# Passage provided
22 November 1961. Elvis is number in the UK hit parade with His Latest Flame. Jimmy Dean's Big Bad John tops the Billboard Hot 100. The Biblical epic King of Kings is the latest cinema release. Macmillan's government has implemented a wage freeze and is considering joining the Common Market. JFK is not yet a year into his Presidency and the date two years on would prove fateful. Meanwhile at Hull's Hedon Road Maternity Hospital I was born.
But this is a radio blog. So what, I hear you cry, was on the radio that day? The BBC Programme Index helps fill in the blanks but you can't beat going back to the Radio Times listings.
My edition of the Radio Times is for the north of England so on the Home Service we only get the first edition of Today with Jack de Manio. Replacing the second post 8 am news edition is Today from the North with John Watmaugh. It's term-time so schools programmes take a chunk out of the daytime hours. Wednesday means Choral Evensong and from 5 pm programmes badged as Junior Time in what was the old Children's Hour timeslot include a drama The Immovable Object produced by long-time Manchester-based producer Trevor Hill. From the current perspective the evening schedule seems a little odd, the Home Service carries the Bizet opera Carmen in four acts, so taking up most of the night. However, the Third Programme has the drama, in this case an adaptation of Un Caso Clinico (A Hospital Case) by Italian playwright Dino Buzzati.
Of course it wasn't just the BBC you could tune into to. There were any number of foreign stations, perhaps the AFN, but more than likely it'd be 208 metres for some alternative night time listening on Radio Luxembourg. The schedule for the 22nd can be found in the issue of Disc ("the top record and musical weekly") tracked down online by Mike Barraclough. Essentially its full of lots of very short pre-recorded sponsored shows with not much clue, at least in this publication, as to who the DJs were
6.00 Record Show
7.00 Pops at the Piano
7.17 Wednesday's Requests
7.45 Jimmy Young Sings
8.00 Honey Hit Parade
8.15 In the Groove
8.30 Sound of Fury
9.00 Internationalities
9.30 David Jacobs
10.00 Teen and Twenty Club
10.30 Record Show
11.00 Request a Golden Guinea
11.15-11.30 Hits for Six
12.00-12.30 Midnight on Luxembourg
Meanwhile over on the telly ITV offered us Zoo Time from Whipsnade Zoo, The Adventures of Sir Lancelot, Coronation Street (so some things never change), Rawhide, the musical programme Pop! Vintage '48 and The Blackwell Story, a drama about America's first woman medical student Elizabeth Blackwell. Over on the BBC it was an afternoon of live football with Kenneth Wolstenholme commentating of the England v Ireland international, The Flowerpot Men, Tales of the Riverbank, Cliff and the team with Tonight, the US series Frontier Circus, Peter Dimmock with Sportsview and the start of a new 6-part drama A Chance of Thunder by Z Cars scriptwriter John Hopkins.

# Action item
Render this sentence from the radio blog passage in Spanish: "Jimmy Dean's Big Bad John tops the Billboard Hot 100." The rows that come next are separate material and have no connection to the radio blog passage.

# Supplied material
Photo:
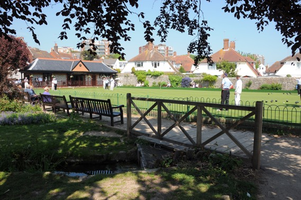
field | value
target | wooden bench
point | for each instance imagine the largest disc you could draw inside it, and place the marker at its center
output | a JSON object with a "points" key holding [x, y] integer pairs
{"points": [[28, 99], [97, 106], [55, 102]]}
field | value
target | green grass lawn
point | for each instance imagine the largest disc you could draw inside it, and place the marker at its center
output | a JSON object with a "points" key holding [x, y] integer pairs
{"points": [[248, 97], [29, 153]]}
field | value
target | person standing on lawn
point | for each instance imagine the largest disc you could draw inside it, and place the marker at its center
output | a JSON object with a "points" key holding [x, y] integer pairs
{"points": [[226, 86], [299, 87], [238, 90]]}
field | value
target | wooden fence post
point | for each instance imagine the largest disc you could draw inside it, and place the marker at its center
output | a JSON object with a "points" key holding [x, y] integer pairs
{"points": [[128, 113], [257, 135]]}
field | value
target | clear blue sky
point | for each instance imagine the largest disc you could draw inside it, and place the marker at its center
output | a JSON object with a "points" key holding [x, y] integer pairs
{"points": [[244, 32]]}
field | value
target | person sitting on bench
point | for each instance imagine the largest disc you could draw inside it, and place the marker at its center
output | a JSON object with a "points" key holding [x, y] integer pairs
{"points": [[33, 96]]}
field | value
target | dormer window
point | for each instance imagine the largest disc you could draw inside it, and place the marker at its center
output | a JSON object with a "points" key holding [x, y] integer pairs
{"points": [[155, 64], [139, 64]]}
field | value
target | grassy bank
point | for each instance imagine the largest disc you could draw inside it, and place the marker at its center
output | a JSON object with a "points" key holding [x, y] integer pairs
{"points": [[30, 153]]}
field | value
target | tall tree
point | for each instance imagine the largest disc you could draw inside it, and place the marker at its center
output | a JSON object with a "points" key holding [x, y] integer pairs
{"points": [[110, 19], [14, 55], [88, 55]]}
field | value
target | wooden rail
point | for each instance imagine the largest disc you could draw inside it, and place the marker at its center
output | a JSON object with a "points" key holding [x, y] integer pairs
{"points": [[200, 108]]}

---

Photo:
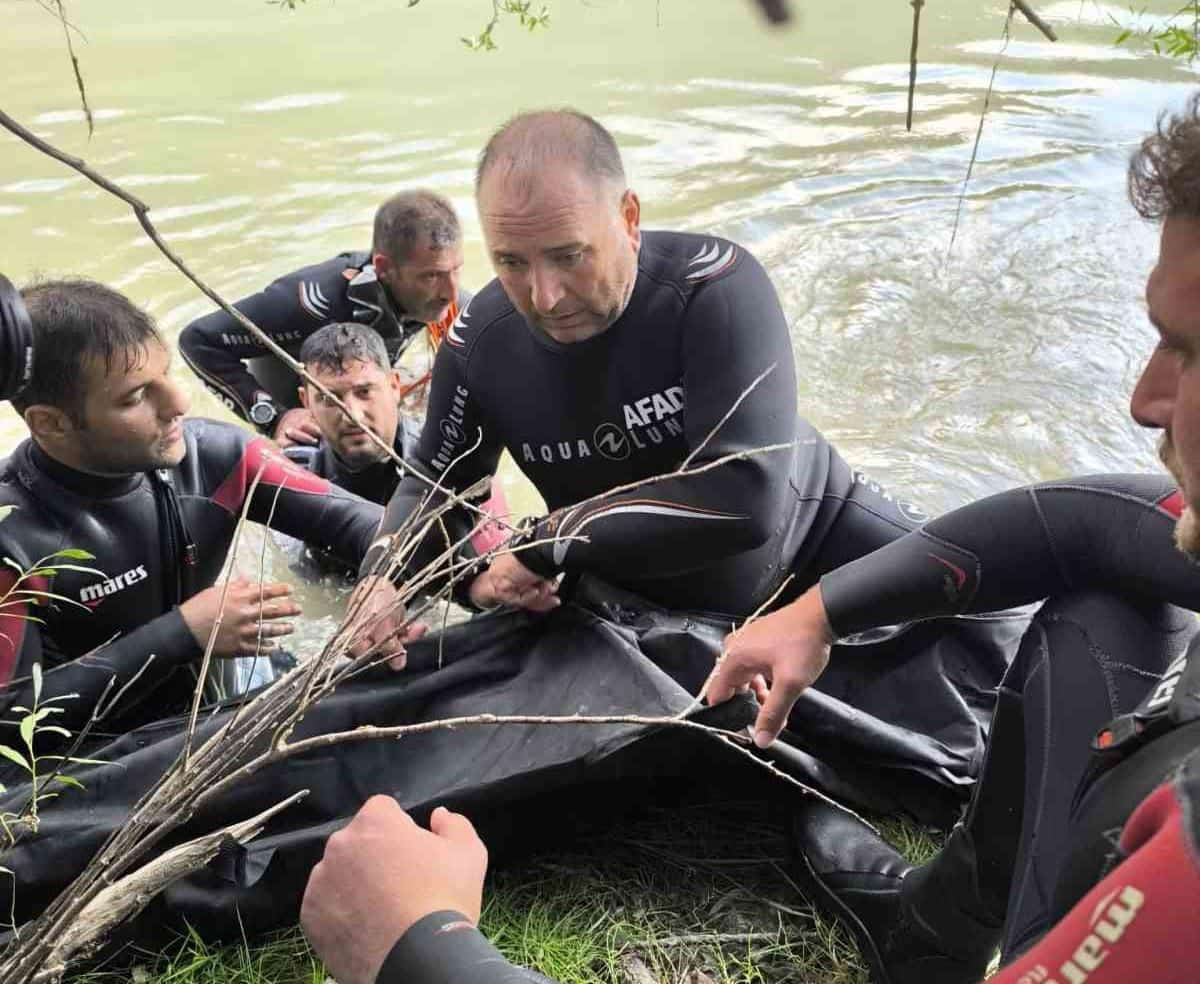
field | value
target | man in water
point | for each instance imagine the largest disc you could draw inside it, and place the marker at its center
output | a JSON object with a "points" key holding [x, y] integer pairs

==

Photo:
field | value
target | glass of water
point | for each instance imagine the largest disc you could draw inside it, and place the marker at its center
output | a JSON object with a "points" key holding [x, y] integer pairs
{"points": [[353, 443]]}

# Task answer
Big Bad John, de Jimmy Dean, encabeza el Billboard Hot 100.